WHAT TO WORK ON: Reproduce all of the material below verbatim, omitting the pictures.
· · · ·
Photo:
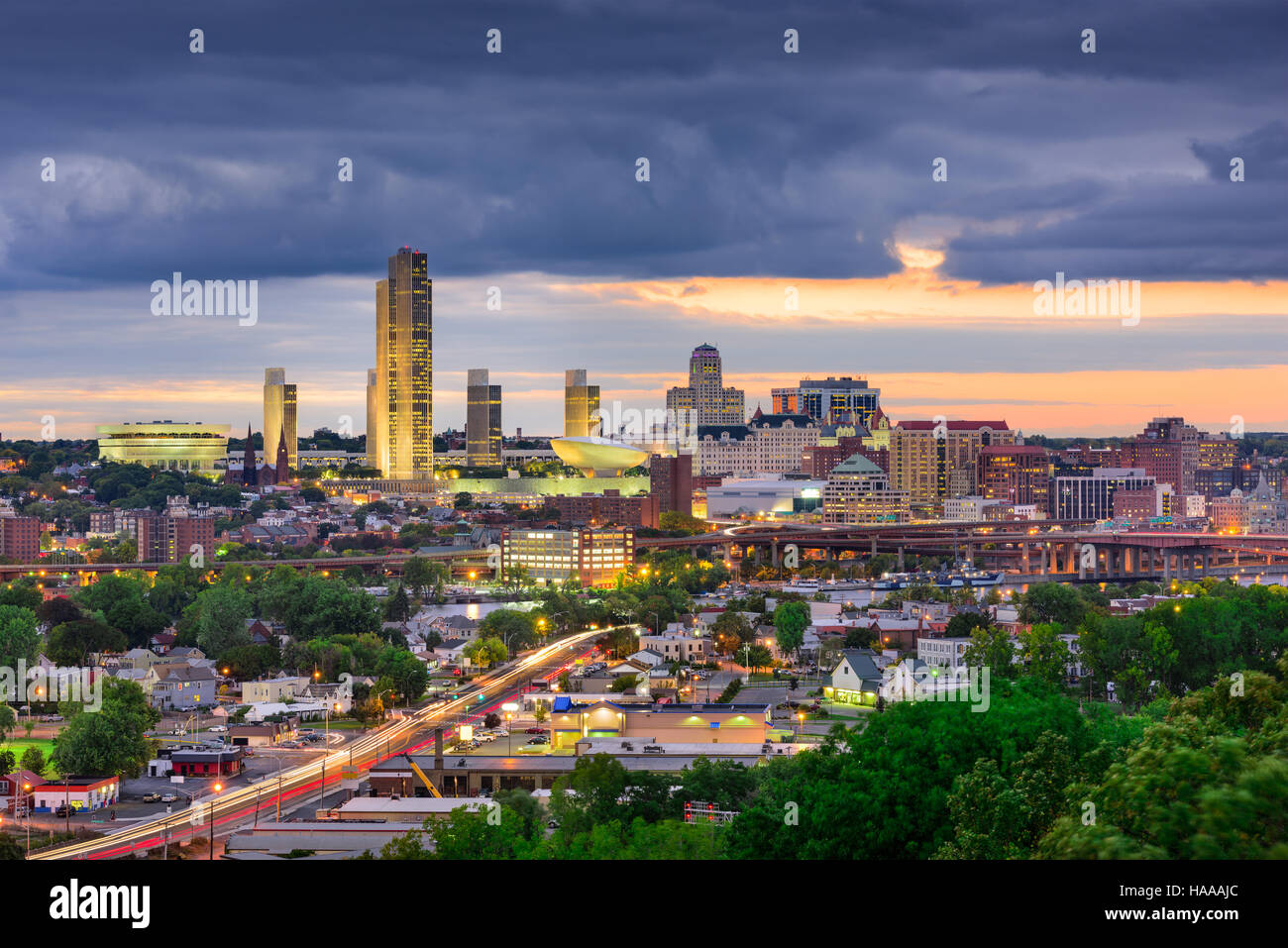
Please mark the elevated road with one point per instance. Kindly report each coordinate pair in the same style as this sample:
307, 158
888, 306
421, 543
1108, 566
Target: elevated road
239, 806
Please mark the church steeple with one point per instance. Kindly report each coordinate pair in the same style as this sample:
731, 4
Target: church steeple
283, 471
249, 467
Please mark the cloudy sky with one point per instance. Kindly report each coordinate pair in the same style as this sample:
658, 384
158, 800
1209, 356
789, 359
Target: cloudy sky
772, 175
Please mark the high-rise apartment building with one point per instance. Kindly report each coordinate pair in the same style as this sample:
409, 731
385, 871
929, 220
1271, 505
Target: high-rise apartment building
858, 491
279, 416
1168, 450
938, 459
20, 537
1091, 496
1016, 474
671, 481
829, 401
581, 404
482, 420
174, 539
706, 401
404, 429
373, 417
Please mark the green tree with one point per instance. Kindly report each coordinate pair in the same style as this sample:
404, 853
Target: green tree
223, 613
72, 643
514, 627
1052, 601
990, 648
18, 636
485, 652
34, 760
790, 623
110, 742
1044, 653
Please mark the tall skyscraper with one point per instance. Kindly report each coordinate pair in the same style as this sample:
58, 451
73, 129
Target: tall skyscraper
845, 401
279, 415
373, 417
706, 397
581, 404
482, 420
404, 443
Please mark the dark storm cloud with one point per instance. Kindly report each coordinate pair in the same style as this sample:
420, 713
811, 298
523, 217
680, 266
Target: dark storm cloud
809, 165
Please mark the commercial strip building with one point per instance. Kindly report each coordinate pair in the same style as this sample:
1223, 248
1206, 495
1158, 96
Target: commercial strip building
609, 506
763, 496
593, 557
78, 792
207, 762
172, 446
713, 724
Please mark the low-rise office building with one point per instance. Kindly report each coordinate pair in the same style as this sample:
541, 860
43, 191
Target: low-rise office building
741, 723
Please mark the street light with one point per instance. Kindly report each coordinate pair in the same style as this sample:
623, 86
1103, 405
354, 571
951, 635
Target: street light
214, 791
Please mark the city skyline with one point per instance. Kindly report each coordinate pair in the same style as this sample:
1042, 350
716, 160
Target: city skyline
769, 171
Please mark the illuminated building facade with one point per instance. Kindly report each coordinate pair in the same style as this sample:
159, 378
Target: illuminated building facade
581, 406
279, 415
858, 491
593, 557
192, 447
1016, 474
938, 459
829, 401
706, 401
404, 430
482, 420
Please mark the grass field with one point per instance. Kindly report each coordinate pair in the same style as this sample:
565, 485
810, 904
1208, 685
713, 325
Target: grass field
20, 746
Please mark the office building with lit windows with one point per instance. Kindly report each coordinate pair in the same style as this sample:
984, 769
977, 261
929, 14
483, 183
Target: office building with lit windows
593, 557
404, 429
858, 491
482, 420
831, 401
706, 401
581, 406
938, 459
172, 446
279, 415
1014, 474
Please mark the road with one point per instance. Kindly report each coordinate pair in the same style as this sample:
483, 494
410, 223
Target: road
236, 807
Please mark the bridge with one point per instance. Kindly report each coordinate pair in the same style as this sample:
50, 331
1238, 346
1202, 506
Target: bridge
463, 562
1051, 549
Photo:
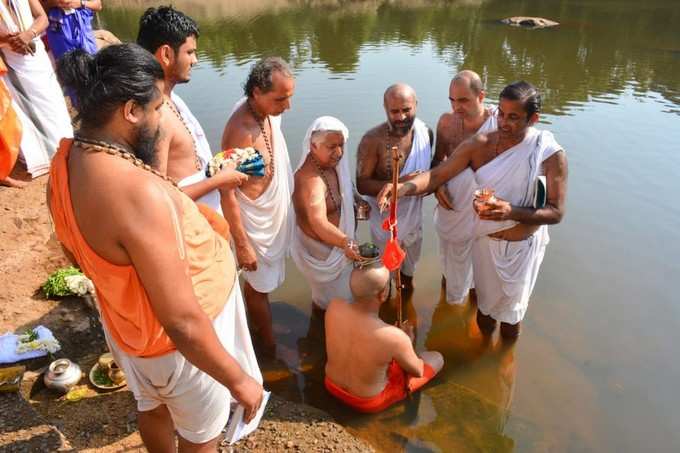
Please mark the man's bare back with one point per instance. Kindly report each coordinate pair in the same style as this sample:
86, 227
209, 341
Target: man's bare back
242, 131
452, 131
178, 157
361, 347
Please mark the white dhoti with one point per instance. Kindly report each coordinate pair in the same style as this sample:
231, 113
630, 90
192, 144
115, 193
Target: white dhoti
456, 232
505, 272
326, 268
211, 198
269, 220
198, 404
409, 209
36, 93
456, 229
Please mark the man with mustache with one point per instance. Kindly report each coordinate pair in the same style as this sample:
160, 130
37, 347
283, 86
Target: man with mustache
260, 212
183, 150
167, 286
512, 232
454, 217
413, 140
324, 244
· · · ·
TASK SOLUTION:
Photo:
Please mark the elevated road with one point per instance. Kindly report each coordinate pair in the same style as this sample:
307, 158
888, 306
421, 543
1108, 566
Target: elevated road
239, 806
Please mark the church steeple with one point per instance. Kindly report each coordinate pair in the same style as this sample:
731, 4
Target: church steeple
283, 471
249, 467
Please mark the cloudy sky with one point per instance. Kindly report each coordinate pair in the same style as this sample:
658, 384
158, 800
1209, 356
789, 359
Target: cloudy sky
772, 175
Please mark the high-rise apartment building with one point per instance. Kindly report each coordinate pair in the same style as this sample:
409, 731
385, 871
929, 220
1271, 505
Target: high-rise apartment building
858, 491
279, 416
1168, 450
938, 459
20, 537
1091, 496
1016, 474
671, 481
829, 401
581, 404
482, 420
174, 539
706, 401
404, 429
373, 417
Please mark the green tree with one point per instance. Kindly report each coordinate pair in the same style as this sample:
404, 853
Target: green tree
223, 613
72, 643
514, 627
1052, 601
990, 648
18, 636
485, 652
34, 760
790, 623
110, 742
1044, 653
Please mark the tall skyscraper with one point per instance. Kindly report each coordinate pair in the same style as this sample:
58, 451
73, 129
Target: tall skyscraper
845, 401
279, 415
373, 417
706, 397
581, 404
482, 420
404, 443
Please mark the dark storm cloud with one point per instance. Kindly report each coordinate pair in the same style as this sample:
420, 713
811, 298
523, 217
680, 266
Target: dark storm cloud
809, 165
Please mark the commercial strip building with one point per instance. Kindly report each coordinate pair in the same style as this sample:
1223, 248
1206, 495
1158, 96
Target: commercial strip building
609, 506
763, 496
593, 557
78, 792
207, 762
172, 446
713, 724
Please mark the low-rise office building with one point per instance. Kindly report each coordinate pair in the same style as this sample:
541, 860
43, 191
Target: low-rise office building
741, 723
Please mark the street light with one point per instance. Kindly report each coordinate pair in the same style as this sample:
623, 86
1103, 405
354, 571
951, 635
Target: street light
214, 791
Please mark the city skyline with one point per instance. Kindly report each coordinate pair in the same style as this sample:
1042, 350
716, 160
Target: city skyline
769, 171
Please mark the illuminated building facade with one point per instance. Kindly report each coordinate pair in the same style as this sample:
159, 378
Target: illuminated building facade
581, 406
279, 415
858, 491
593, 557
192, 447
1016, 474
938, 459
829, 401
706, 401
404, 430
482, 420
Please mark the grass field with one point per instance. Kindly report each coordinate pair in the same style as this sample:
565, 485
810, 904
1208, 685
713, 325
Target: grass field
20, 746
Please mark the office building with lit windows with one point per instance. Kindly report each coordinate pair in the same style as this sample:
984, 769
977, 261
929, 14
483, 183
Target: office building with lit windows
593, 557
404, 429
858, 491
482, 420
831, 401
706, 401
581, 406
938, 459
172, 446
279, 415
1014, 474
Please mark the road with one point per instance. Kindly report each coordinate pair in the same style as this sample:
483, 494
410, 223
Target: road
236, 807
Please mark the bridge with one point per instance. Kindly report each coordinate pair in the same style as this sample:
50, 331
1238, 346
1202, 506
Target: bridge
463, 562
1051, 549
Photo:
Please mark the man's bare back with one point per instance. Kindly report each coordinate pair in the same style as this sample:
86, 227
209, 341
Target: man's bare back
242, 131
452, 131
178, 157
361, 347
Please mark the white dhoti with one point per instance. Kindly report each coordinate pair in the same style as this sample:
231, 113
630, 90
192, 144
115, 193
Target: white dhoti
456, 232
505, 272
326, 268
211, 198
269, 220
198, 404
409, 209
36, 93
456, 229
Please mark the man with mustache with one point per instance. Kindly report each coordinate pair in the same style as this sample:
160, 130
37, 347
283, 86
Target: man with mustache
260, 212
183, 150
167, 286
512, 232
454, 217
413, 140
324, 244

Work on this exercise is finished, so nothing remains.